That’s it, the node is back but with no service interruption.

At this point we can decide if make this node reader like the others, or wait and plan a proper time of the day when we can put it back as writer, while, in the meanwhile it has a bit of load to warm its bufferpool.

The other point – and important information – is what is ProxySQL is currently checking on Galera? From reading the code Proxy will trap the following:

  • read_only
  • wsrep_local_recv_queue
  • wsrep_desync
  • wsrep_reject_queries
  • wsrep_sst_donor_rejects_queries
  • primary_partition

Plus the standard sanity checks on the node.

Finally to monitor the whole situation we can use this:

mysql> select * from mysql_server_galera_log order by time_start_us desc limit 10;
+---------------+------+------------------+-----------------+-------------------+-----------+------------------------+-------------------+--------------+----------------------+---------------------------------+-------+
| hostname      | port | time_start_us    | success_time_us | primary_partition | read_only | wsrep_local_recv_queue | wsrep_local_state | wsrep_desync | wsrep_reject_queries | wsrep_sst_donor_rejects_queries | error |
+---------------+------+------------------+-----------------+-------------------+-----------+------------------------+-------------------+--------------+----------------------+---------------------------------+-------+
| 192.168.1.231 | 3306 | 1549982591661779 | 2884            | YES               | NO        | 0                      | 4                 | NO           | NO                   | NO                              | NULL  |
| 192.168.1.21  | 3306 | 1549982591659644 | 2778            | YES               | NO        | 0                      | 4                 | NO           | NO                   | NO                              | NULL  |
| 192.168.1.205 | 3306 | 1549982591658728 | 2794            | YES               | NO        | 0                      | 4                 | NO           | YES                  | NO                              | NULL  |
| 192.168.1.231 | 3306 | 1549982586669233 | 2827            | YES               | NO        | 0                      | 4                 | NO           | NO                   | NO                              | NULL  |
| 192.168.1.21  | 3306 | 1549982586663458 | 5100            | YES               | NO        | 0                      | 4                 | NO           | NO                   | NO                              | NULL  |
| 192.168.1.205 | 3306 | 1549982586658973 | 4132            | YES               | NO        | 0                      | 4                 | NO           | YES                  | NO                              | NULL  |
| 192.168.1.231 | 3306 | 1549982581665317 | 3084            | YES               | NO        | 0                      | 4                 | NO           | NO                   | NO                              | NULL  |
| 192.168.1.21  | 3306 | 1549982581661261 | 3129            | YES               | NO        | 0                      | 4                 | NO           | NO                   | NO                              | NULL  |
| 192.168.1.205 | 3306 | 1549982581658242 | 2786            | YES               | NO        | 0                      | 4                 | NO           | NO                   | NO                              | NULL  |
| 192.168.1.231 | 3306 | 1549982576661349 | 2982            | YES               | NO        | 0                      | 4                 | NO           | NO                   | NO                              | NULL  |
+---------------+------+------------------+-----------------+-------------------+-----------+------------------------+-------------------+--------------+----------------------+---------------------------------+-------+

As you can see above the log table keeps track of what is changed. In this case, it reports that node 1 has wsrep_reject_queries activated, and it will continue to log this until we set wsrep_reject_queries=none.

• _EXERCISE SET_
1. Using the ProxySQL text, answer the following:
(a) Which table is queried to monitor the whole situation?
(b) Apart from the listed Galera variables, what else does ProxySQL perform on the node?
(c) What setting must be applied for the log to stop reporting wsrep_reject_queries for node 1?
2. According to the ProxySQL text, what is the benefit of waiting for a planned time before putting the node back as writer?
3. Write a continuation of the ProxySQL text, starting after its final sentence.
The listing below bears no relation to the ProxySQL text.

• _PROVIDED DATA_
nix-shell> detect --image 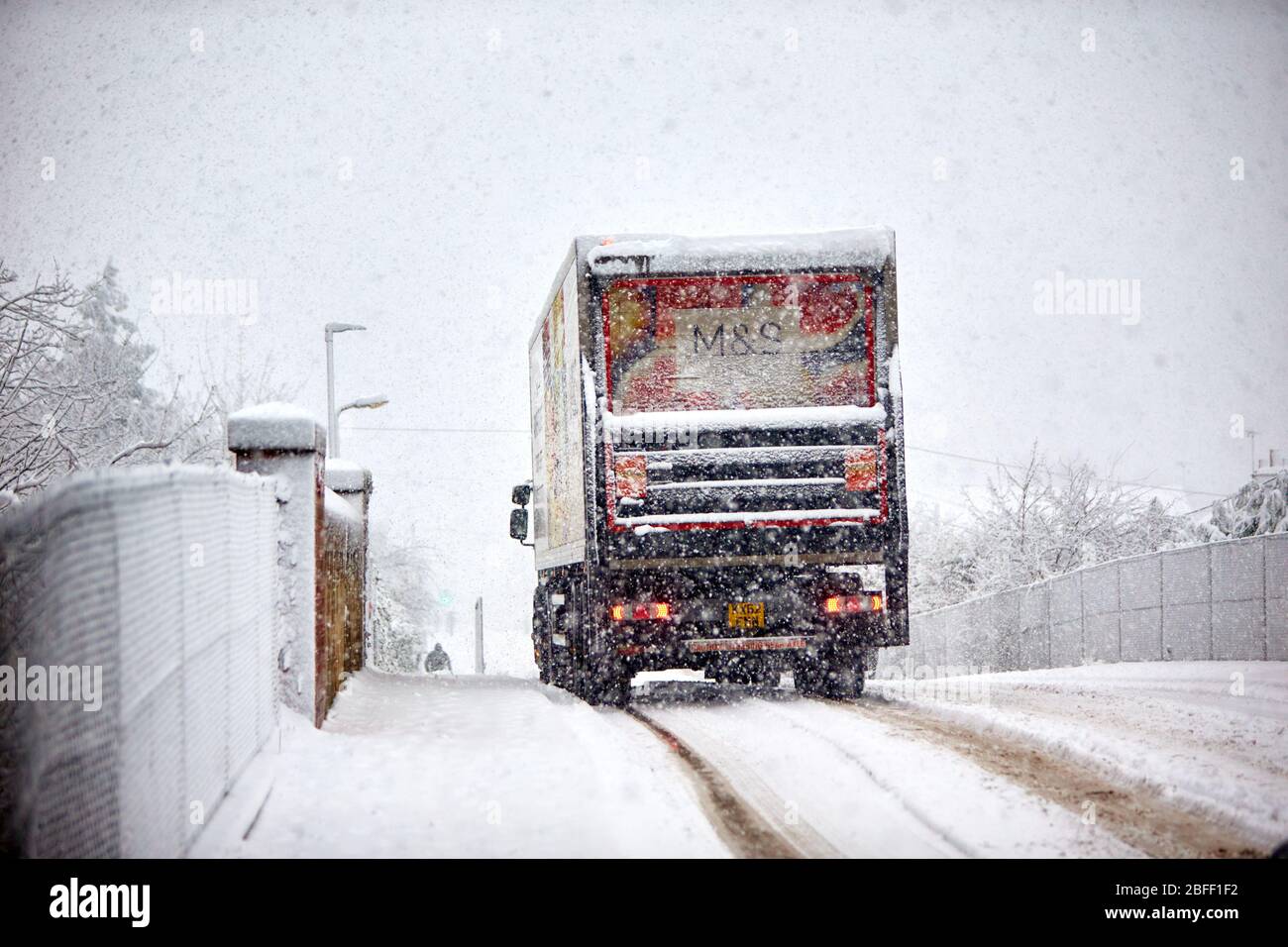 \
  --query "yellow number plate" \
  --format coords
[729,601,765,627]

• _RESPONSE LIST_
1.
(a) mysql_server_galera_log
(b) The standard sanity checks on the node.
(c) wsrep_reject_queries=none

2. While waiting, the node carries a bit of load as a reader. This load warms its bufferpool before it takes the writer role again.

3.
Conclusions

ProxySQL galera native integration is a useful feature to manage any Galera implementation, no matter whether it’s Percona PXC, MariaDB cluster or MySQL/Galera.

The generic approach is obviously a good thing, still it may miss some specific extension like we have in PXC with the performance_schema pxc_cluster_view table.

I’ve already objected about the failover/failback, and I am here again to remind you: whenever you do a controlled failover REMEMBER to change the weight to prevent an immediate failback.

This is obviously not possible in the case of a real failover, and, for instance, a simple temporary eviction will cause two downtimes instead only one. Some environments are fine with that others not so.

Personally I think there should be a FLAG in the configuration, such that we can decide if failback should be executed or not.

 

Feb
08
2019
--

ProxySQL 1.4.14 and Updated proxysql-admin Tool

ProxySQL 1.4.14

ProxySQL 1.4.14

ProxySQL 1.4.14, released by ProxySQL, is now available for download in the Percona Repository along with an updated version of Percona’s proxysql-admin tool.

ProxySQL is a high-performance proxy, currently for MySQL,  and database servers in the MySQL ecosystem (like Percona Server for MySQL and MariaDB). It acts as an intermediary for client requests seeking resources from the database. René Cannaò created ProxySQL for DBAs as a means of solving complex replication topology issues.

The ProxySQL 1.4.14 source and binary packages available from the Percona download page for ProxySQL include ProxySQL Admin – a tool developed by Percona to configure Percona XtraDB Cluster nodes into ProxySQL. Docker images for release 1.4.14 are available as well. You can download the original ProxySQL from GitHub. GitHub hosts the documentation in the wiki format.

This release introduces an improvement on how proxysql-admin works with the --max-connections option. In previous releases, this option always equaled to 1000. Now, proxysql_galera_checker uses the value of the --max-connections option set by the user either in the command line (proxysql-admin --max-connections) or in the configuration file.

If the user doesn’t set this option, it defaults to 1000.

Improvements

  • PSQLADM-130: Every time a node is removed and then added back, proxysql_galera_checker script restores the custom value of the --max-connections option set using proxysql-admin --max-connections.
  • The --syncusers option of proxysql-admin starts to support MariaDB. Thanks to Jonas Kint (@jonaskint) for this contribution.

ProxySQL is available under Open Source license GPLv3.

Feb
05
2019
--

Upcoming Webinar Wed 2/6: Percona Software News and Roadmap Update

Percona Software News and Roadmap Update Webinar

Percona Software News and Roadmap Update WebinarJoin Percona CEO Peter Zaitsev as he presents Percona Software News and Roadmap Update on Wednesday, February 6, 2019, at 11:00 AM PST (UTC-8) / 2:00 PM EST (UTC-5).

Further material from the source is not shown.